### WHAT THE TASK REQUIRES
Reproduce every one of the following records line for line, with no changes.

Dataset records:
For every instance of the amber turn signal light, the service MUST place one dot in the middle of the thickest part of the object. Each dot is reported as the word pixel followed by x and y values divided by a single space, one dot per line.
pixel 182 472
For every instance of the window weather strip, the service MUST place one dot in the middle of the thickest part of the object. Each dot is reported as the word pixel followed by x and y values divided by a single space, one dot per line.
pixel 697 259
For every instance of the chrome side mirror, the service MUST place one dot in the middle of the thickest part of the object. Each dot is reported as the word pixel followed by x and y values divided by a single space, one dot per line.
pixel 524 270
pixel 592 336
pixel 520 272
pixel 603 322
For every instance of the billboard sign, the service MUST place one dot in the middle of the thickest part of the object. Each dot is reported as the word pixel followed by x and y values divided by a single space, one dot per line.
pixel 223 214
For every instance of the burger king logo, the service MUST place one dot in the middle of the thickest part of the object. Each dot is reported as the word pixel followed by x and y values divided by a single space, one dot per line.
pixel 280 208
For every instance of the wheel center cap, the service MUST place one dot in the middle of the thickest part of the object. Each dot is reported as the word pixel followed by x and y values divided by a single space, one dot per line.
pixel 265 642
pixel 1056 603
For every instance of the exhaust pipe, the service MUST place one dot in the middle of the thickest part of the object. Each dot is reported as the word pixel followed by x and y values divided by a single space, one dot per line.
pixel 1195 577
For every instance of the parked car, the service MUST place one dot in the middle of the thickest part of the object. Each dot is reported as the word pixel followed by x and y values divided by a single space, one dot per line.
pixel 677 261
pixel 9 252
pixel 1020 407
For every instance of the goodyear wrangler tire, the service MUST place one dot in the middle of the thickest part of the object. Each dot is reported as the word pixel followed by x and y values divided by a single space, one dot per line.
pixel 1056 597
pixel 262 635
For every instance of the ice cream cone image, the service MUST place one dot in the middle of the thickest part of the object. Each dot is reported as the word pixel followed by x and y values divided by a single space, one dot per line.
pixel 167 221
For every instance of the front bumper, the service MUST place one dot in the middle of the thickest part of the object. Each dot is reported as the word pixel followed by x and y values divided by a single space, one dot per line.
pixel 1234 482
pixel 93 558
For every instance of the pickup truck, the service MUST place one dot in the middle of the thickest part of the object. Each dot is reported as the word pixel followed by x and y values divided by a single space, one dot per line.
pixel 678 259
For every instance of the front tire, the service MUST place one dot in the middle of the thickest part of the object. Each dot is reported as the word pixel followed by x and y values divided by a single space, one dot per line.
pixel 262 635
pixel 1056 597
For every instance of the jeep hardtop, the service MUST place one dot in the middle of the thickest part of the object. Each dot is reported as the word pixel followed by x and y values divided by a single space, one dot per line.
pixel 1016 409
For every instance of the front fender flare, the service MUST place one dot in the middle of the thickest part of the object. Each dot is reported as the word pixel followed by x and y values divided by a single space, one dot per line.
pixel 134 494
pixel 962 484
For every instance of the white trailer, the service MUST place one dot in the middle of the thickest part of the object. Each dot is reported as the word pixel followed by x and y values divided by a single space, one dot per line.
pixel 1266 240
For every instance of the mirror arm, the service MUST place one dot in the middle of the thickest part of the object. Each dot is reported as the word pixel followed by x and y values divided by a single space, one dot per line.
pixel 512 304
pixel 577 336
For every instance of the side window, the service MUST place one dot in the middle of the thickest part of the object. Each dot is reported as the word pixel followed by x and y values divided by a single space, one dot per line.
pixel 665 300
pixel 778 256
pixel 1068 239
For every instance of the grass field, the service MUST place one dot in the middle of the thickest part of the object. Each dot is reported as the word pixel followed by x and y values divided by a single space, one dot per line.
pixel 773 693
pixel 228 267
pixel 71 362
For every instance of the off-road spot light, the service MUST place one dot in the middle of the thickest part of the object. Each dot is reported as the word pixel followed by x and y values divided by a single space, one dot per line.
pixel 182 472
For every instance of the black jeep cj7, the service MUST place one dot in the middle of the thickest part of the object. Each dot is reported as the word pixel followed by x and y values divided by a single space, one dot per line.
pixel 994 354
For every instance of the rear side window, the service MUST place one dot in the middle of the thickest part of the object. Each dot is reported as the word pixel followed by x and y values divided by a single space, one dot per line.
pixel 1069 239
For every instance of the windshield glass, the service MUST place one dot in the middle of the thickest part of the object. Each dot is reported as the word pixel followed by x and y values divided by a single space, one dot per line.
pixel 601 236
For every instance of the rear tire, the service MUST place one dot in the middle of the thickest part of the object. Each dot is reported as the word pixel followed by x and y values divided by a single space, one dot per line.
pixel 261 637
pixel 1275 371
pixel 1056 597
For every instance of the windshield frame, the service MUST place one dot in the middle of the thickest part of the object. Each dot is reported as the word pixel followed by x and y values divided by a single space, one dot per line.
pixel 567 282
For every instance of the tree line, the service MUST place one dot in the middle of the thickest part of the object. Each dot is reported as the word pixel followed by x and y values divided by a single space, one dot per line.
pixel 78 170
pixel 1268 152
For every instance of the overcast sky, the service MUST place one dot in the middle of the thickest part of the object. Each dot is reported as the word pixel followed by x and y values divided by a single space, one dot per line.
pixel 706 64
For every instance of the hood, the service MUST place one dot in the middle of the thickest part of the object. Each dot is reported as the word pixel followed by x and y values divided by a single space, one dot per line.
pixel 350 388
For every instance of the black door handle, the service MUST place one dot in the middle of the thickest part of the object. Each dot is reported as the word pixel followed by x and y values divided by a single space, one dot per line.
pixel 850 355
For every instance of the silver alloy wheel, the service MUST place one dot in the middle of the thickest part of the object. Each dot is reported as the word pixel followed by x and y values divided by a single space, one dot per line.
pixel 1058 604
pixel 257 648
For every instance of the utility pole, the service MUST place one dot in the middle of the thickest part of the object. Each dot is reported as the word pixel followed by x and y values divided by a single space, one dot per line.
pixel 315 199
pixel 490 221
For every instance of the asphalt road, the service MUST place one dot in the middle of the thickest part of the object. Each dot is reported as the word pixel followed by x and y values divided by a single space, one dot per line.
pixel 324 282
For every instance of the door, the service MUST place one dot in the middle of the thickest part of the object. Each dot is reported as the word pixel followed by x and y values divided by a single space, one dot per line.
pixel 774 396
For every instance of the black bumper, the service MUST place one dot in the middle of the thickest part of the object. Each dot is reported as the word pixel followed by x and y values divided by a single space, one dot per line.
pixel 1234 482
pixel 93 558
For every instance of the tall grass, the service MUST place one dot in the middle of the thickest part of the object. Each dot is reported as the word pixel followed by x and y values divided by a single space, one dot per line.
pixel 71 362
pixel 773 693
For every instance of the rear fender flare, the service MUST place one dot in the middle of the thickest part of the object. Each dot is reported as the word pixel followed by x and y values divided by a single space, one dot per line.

### FULL SOLUTION
For every instance of the amber turn signal light, the service MUST place one dot in the middle of the thickest part of the object. Each dot is reported as the word pixel followed by x and y values divided by a single space, one dot per line.
pixel 182 472
For every instance of the window weather strip, the service MUST place one dot in the middle of the thickest part of the object. Each dot is reported as the word pixel followed by x and y values divided by a single space, one dot per line.
pixel 697 259
For every instance of the chrome side mirror, the service MUST place one dot in the middle of the thickest part of the object. Each dot is reported as the word pixel followed by x and y values divided by a single space, one dot per line.
pixel 524 270
pixel 592 336
pixel 520 272
pixel 603 322
For every instance of the billboard sign, the service MUST place one dot in the middle of the thickest part of the object. Each dot is reported as the word pixel followed by x and y values divided by a single space, one dot per line.
pixel 223 214
For every instance of the burger king logo, the service MUST place one dot in the middle of the thickest part of the object. Each dot is reported as the word pixel followed by x and y values divided by a single space, one dot per line.
pixel 280 208
For every instance of the wheel center cap, the service MUST place one dot in the middle of the thickest part of the object. Each dot is reported as the word pixel followed by x and y values divided by a single space, one dot per line.
pixel 265 642
pixel 1056 603
For every instance of the exhaust pipe, the service MUST place one dot in the middle of the thickest part of the object. Each dot is reported as the word pixel followed by x and y values divided by a single space, one dot per line.
pixel 1195 577
For every instance of the parked car, the service MUST place one dot in the middle of the thickest part of the object. Each dot is reported as the word pixel followed by x and y values divided by a single space, one dot per line.
pixel 677 261
pixel 9 252
pixel 1020 407
For every instance of the goodyear wrangler tire, the service MUST place one dot in the middle of the thickest part of the object. Each dot is reported as the word pixel followed by x and y values divided by a single space, one dot per line.
pixel 1056 597
pixel 262 635
For every instance of the ice cream cone image, the service MUST place one dot in the middle of the thickest part of the object. Each dot is reported as the word pixel followed by x and y values divided by a single space, one dot per line.
pixel 167 221
For every instance of the front bumper, the service MUST place one dot in the middle of the thickest part of the object. Each dot is reported as the word pixel followed by x and y values divided by a single space, one dot per line.
pixel 1234 482
pixel 93 558
For every instance of the pickup truck, the service MUST place one dot in the middle of the thickest part of the object. Each dot is reported as the word pixel followed by x and y values divided by a single space, one dot per line.
pixel 678 259
For every instance of the front tire, the service MUST place one dot in the middle of the thickest part of the object. Each dot is reported as the word pixel followed by x and y values divided by a single space, one dot per line.
pixel 262 635
pixel 1056 597
For every instance of the jeep hardtop, the service MUST place one dot in the middle of the thickest part of the object. Each dot is reported as the word pixel followed by x and y values divided by a single space, one dot per line.
pixel 1016 409
For every instance of the front fender flare, the service MUST place one dot in the middle of the thickest part of the object. Each dot is reported as the word pixel followed by x and y values divided by a single space, one dot per line.
pixel 134 494
pixel 962 484
For every instance of the white trailer, the service MUST place one dot in the middle of the thickest part of the object. Each dot is reported as the word pixel followed by x and y values divided by a single space, one dot per line.
pixel 1266 240
For every instance of the mirror arm, the service MUST place one dot in the middle of the thickest part of the object. Each dot is reported as the word pixel followed by x and y values divided by a single space, one dot per line.
pixel 512 304
pixel 577 336
For every instance of the side window, the service MUST place one dot in the middle of the thickest part of the object. Each dot is reported as the word pixel followed by x and y values divided by a single space, one dot per line.
pixel 665 300
pixel 778 256
pixel 1068 239
For every instance of the grass field, the service MUST place one dot in the middle of the thickest part of the object. Each dot is reported as the word pixel followed by x and y values divided by a single space, one dot per line.
pixel 773 693
pixel 228 267
pixel 71 362
For every instance of the off-road spot light, the service MUST place one dot in the middle of the thickest part of the object. Each dot is reported as the word pixel followed by x and y values divided by a single space, one dot per line.
pixel 182 472
For every instance of the black jeep cj7, the service MUST place one dot in the middle of the thickest part of the object. Each dot is reported as the word pixel followed by x and y values divided by a single space, one dot per line.
pixel 994 354
For every instance of the rear side window, the service MUST place one dot in the middle of the thickest part of the object. Each dot is reported as the word pixel followed by x and y values divided by a single space, one dot per line.
pixel 1069 239
For every instance of the windshield glass, the service MUST place one dot in the middle of the thickest part of the object. Each dot is reported as the word pixel followed by x and y values divided by a single space, one dot per line.
pixel 601 236
For every instance of the rear tire, the service MUST place one dot in the middle of the thickest part of the object. Each dot is reported as the word pixel followed by x and y values divided by a single space, one dot per line.
pixel 261 637
pixel 1275 371
pixel 1056 597
For every instance of the windshield frame, the service MUST place one dot in the middle of the thickest part of the object. Each dot is reported as the word pixel followed by x and y values divided by a single space, one dot per line.
pixel 567 282
For every instance of the tree line, the service MUST place one dot in the middle of the thickest part of the object. Each dot is reported as the word pixel followed by x and y values divided by a single space, one dot per line.
pixel 78 170
pixel 1268 152
For every instance of the overcast sky, the service MUST place one dot in the middle of the thickest part of the object. Each dot is reported as the word pixel followed by x and y values divided by a single space, one dot per line.
pixel 706 64
For every instance of the hood, the service MUST place one dot in the middle of the thickest part of the object. Each dot is reported as the word pixel followed by x and y values divided by a single space, one dot per line.
pixel 350 388
For every instance of the black door handle, the service MUST place one dot in the middle of the thickest part of the object. Each dot is reported as the word pixel followed by x and y values divided by a single space, one dot per line.
pixel 850 355
For every instance of the silver alloy wheel, the service MUST place one dot in the middle of the thickest part of the object. Each dot is reported as the word pixel followed by x and y values divided by a single space, one dot per line.
pixel 1058 604
pixel 257 648
For every instance of the utility pole, the service MUST place one dot in the middle of the thickest part of the object. Each dot is reported as the word pixel followed by x and y values divided by a single space, one dot per line.
pixel 315 199
pixel 490 221
For every instance of the asphalt road, the service MUST place one dot in the middle of the thickest part of the object. Each dot is reported as the word pixel followed by x and y values divided by a single space, one dot per line.
pixel 324 282
For every instance of the door, the service MUST place one dot in the middle of the thickest part of the object. Each dot is reported as the word pixel followed by x and y values divided by a single space, one dot per line.
pixel 774 396
For every instance of the black bumper, the service MUST place one dot in the middle of the thickest part of the object. Each dot is reported as the word pixel followed by x and y values divided by a single space, one dot per line.
pixel 1234 482
pixel 93 558
For every instance of the tall grass, the service MUST place one dot in the middle of the thickest part of the object. Each dot is reported as the word pixel followed by x and y values divided by a single space, one dot per line.
pixel 71 362
pixel 773 693
For every instance of the rear fender flare, the service MUST place one dot in the middle of the thickest part of the object. Each dot is reported as the word pixel followed by x and y values divided by a single space, one dot per line.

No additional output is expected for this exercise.